TASK INSTRUCTIONS
Substitute "fabric" for every occurrence of "cloth" in the lines below. Leave everything else unchanged.

* start RECORDS SUPPLIED *

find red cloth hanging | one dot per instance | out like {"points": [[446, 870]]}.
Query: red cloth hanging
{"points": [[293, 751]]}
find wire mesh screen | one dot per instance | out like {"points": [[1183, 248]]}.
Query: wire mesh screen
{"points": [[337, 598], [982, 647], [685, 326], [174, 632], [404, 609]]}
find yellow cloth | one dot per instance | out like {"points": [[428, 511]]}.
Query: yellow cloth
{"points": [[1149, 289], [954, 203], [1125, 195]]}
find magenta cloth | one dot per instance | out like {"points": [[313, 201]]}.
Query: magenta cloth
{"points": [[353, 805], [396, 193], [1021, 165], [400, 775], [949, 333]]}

* end RECORDS SUPPLIED *

OUTPUT FOR THIS EXERCISE
find red fabric hanging | one dot per instance | out like {"points": [[446, 870]]}.
Query: red fabric hanging
{"points": [[293, 751]]}
find wire mesh screen | one dot per instance | out like {"points": [[1183, 248]]}.
Query: wire mesh screen
{"points": [[337, 598], [982, 647], [685, 326], [174, 632], [404, 609]]}
find yellow fabric | one dot per instance | out like {"points": [[428, 511]]}.
Query: yellow fabric
{"points": [[1149, 289], [954, 203], [1125, 195]]}
find magenta fabric | one dot per instance | out like {"points": [[313, 201]]}.
Query: magenta fabric
{"points": [[353, 805], [396, 193], [1021, 165], [400, 775], [949, 333]]}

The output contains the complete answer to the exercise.